>> START Text

/sentiment-argument-mining

Sentiment analysis and argumentation mining in UN Security Council (UNSC) Speeches (https://arxiv.org/abs/1906.10969); argumentation mining uses US Election Debate corpus for training purposes.

Primary LanguagePythonMIT LicenseMIT

Sentiment Analysis and Argumentation Mining (UN Security Council Speeches)

Table of Contents

  1. Overview
  2. Dependencies
  3. Repository Initialization
  4. Sentiment Analysis
  5. Argumentation Mining
  6. Developments
  7. References
  8. Authors

1. Overview

This project entails sentiment analysis and argumentation mining into the recently published UN security council speeches (UNSC) corpus (detailed in Schönfeld et al. 2019), which is publicly accessible here. The UNSC corpus contains ~65,000 UN security council speeches from ~5,000 security council meetings from years 1995-2017. Each meeting is split up into the various speeches given by member countries. Furthermore, speeches are annotated with dates, topics and overall meeting outcomes.

The UNSC corpus is, however, not annotated for argumentation structures and sentiment polarities. In this project, we attempt to produce automatic machine-driven sentiment and argumentation annotations for the UNSC corpus; which could aid future human-driven annotations.

To find out more about our methodologies, read the next parts of this readme. Additionally, a list of documents detailing our methodologies can be found below:

2. Dependencies

i. In order to set up this repository, we would need to satisfy local pythonic dependencies. If poetry is installed on your system, you can install dependencies and create a virtual environment automatically via the following command:

$ poetry install

Alternatively, you can install dependencies with pip:

$ pip install -r requirements.txt

Note: These dependencies were tested with python version 3.7.*, but should work with newer versions.

>> END Text

Set tasks:
a) Reproduce the entries word for word, from their first line through the line that contains "POLYGON ((233 77, 230", with both of those lines included.
b) Write a continuation of the README on sentiment analysis and argumentation mining, starting right after its final sentence.
The README and the entries are two unrelated pieces of material.

>> START Stored records

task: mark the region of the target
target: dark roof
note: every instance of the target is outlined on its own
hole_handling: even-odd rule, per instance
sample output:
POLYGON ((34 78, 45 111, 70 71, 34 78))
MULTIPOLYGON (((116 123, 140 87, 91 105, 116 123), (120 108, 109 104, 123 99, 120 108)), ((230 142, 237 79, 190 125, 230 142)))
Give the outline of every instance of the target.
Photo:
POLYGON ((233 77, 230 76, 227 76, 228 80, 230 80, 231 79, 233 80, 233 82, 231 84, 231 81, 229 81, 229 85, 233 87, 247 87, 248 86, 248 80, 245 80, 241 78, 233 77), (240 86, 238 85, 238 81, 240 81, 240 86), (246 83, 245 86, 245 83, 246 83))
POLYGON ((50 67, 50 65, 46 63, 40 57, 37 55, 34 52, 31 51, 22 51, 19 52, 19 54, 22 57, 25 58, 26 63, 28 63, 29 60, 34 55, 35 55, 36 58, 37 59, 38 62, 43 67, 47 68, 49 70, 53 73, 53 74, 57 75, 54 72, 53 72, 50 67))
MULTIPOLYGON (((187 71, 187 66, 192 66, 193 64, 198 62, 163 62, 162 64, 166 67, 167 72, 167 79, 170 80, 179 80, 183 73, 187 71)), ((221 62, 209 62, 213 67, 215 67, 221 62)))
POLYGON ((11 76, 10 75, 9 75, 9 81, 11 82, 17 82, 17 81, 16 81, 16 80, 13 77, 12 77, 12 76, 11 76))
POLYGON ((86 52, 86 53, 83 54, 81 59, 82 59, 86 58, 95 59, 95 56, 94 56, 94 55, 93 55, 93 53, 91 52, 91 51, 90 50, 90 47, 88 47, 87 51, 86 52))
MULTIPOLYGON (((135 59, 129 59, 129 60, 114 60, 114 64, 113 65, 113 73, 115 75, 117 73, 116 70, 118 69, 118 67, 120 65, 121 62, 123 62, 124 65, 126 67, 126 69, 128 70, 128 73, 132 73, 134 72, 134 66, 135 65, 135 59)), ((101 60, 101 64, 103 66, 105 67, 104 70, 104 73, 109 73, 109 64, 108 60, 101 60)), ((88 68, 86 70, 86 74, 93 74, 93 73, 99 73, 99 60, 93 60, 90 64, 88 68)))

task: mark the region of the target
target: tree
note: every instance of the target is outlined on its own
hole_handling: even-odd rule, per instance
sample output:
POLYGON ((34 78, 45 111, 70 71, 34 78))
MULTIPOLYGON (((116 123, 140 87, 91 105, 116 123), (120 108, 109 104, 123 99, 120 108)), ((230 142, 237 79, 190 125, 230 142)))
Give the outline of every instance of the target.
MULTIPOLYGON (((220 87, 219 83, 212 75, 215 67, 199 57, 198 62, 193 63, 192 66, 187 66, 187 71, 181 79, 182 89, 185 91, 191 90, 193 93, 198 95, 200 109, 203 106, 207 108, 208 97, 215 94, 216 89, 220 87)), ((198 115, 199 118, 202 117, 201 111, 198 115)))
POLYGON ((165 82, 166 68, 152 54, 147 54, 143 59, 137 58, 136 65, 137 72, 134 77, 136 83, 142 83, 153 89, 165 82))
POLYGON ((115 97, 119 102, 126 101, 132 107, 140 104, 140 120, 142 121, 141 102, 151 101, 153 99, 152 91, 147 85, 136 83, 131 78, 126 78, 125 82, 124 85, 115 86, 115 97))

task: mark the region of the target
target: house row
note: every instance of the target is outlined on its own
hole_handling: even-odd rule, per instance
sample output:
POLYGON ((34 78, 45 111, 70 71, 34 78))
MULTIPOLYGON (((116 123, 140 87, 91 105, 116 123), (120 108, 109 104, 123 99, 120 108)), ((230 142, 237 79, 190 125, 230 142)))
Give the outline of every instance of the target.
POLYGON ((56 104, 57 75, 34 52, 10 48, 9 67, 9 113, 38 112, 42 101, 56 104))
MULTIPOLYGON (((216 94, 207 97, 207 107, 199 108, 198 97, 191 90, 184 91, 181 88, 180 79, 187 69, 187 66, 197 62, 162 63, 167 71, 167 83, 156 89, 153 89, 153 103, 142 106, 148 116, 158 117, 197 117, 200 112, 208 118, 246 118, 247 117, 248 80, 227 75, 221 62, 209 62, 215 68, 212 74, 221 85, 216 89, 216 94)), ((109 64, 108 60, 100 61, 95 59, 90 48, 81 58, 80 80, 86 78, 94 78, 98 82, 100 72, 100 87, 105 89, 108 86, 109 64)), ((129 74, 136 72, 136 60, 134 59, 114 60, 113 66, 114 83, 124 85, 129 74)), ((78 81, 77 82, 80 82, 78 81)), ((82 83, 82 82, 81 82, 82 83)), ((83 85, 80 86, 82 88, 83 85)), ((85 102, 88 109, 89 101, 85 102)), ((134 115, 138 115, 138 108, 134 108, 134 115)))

>> END Stored records

Answers given:
a)
task: mark the region of the target
target: dark roof
note: every instance of the target is outlined on its own
hole_handling: even-odd rule, per instance
sample output:
POLYGON ((34 78, 45 111, 70 71, 34 78))
MULTIPOLYGON (((116 123, 140 87, 91 105, 116 123), (120 108, 109 104, 123 99, 120 108)), ((230 142, 237 79, 190 125, 230 142)))
Give the outline of every instance of the target.
Photo:
POLYGON ((233 77, 230 76, 227 76, 228 80, 230 80, 231 79, 233 80, 233 82, 231 84, 231 81, 229 81, 229 85, 233 87, 247 87, 248 86, 248 80, 245 80, 241 78, 233 77), (240 86, 238 85, 238 81, 240 81, 240 86), (246 83, 245 86, 245 83, 246 83))

b)
ii. In this repository, we use R and ggplot for visualization. Execute the following within your R console to get the dependencies:

> install.packages(c("ggplot2","tikzDevice","reshape2","optparse","ggsci"))

Note: R-scripts were tested with R version 3.6.*.

iii. If you want to use or reference the best argumentation classification model in this repository (which is stored in a git-lfs entry), you would need to install git-lfs for your system.

If you already had git-lfs installed before cloning the repository, the best model data would be downloaded alongside the clone.

If you installed git-lfs after cloning this repository, execute git lfs pull in order to recover the large model data, as per suggestions here.

3. Repository Initialization

In order to initialize this repository, simply run init.sh as shown below:

$ ./init.sh

i. Firstly, you will be prompted to initialize a pre-commit hook which will keep python dependencies up-to-date in requirements.txt. This is only necessary if you are further developing this repository.

ii. Secondly, you will be prompted to download and deploy the UNSC corpus files. This will download and unzip the corresponding files, but can take quite some time due to large file sizes.

iii. Thirdly, you will be prompted to download and deploy the US election debate corpus. This will download and unzip the corresponding files, and should be fairly quick.

4. Sentiment Analysis

Under sentiment analysis, we tested two successful sentiment-analysis tools, specifically VADER and AFINN, on the UNSC corpus. For subjectivity analysis, we used TextBlob, a text processing framework for Python. Next, we evaluated the predicted results to check their quality.

For further details on sentiment analysis, check out our dedicated Jupyter notebook.

Our final product for sentiment analysis is the following json file which maps UNSC speech IDs to automatically produced sentiment and subjectivity scores.

5. Argumentation Mining

Under argumentation mining, we fine-tuned the ALBERT language encoder (with custom decoders) on a small annotated political argumentation corpus known as the US Election Debate (USED) Corpus, detailed in Haddadan et al. 2019 and publicly available here. Next, we applied the fine-tuned argumentation classifier on the UNSC corpus to predict and extract argumentation candidates.

For further details on argumentation mining, check out our dedicated readme.

Our final products for argumentation mining are twofold; firstly being the fine-tuned ALBERT language model and secondly a human-readable json file mapping UNSC speech IDs to token-level argumentation labels. For the json file, we were only able to conduct argumentation mining for shorter UNSC speeches.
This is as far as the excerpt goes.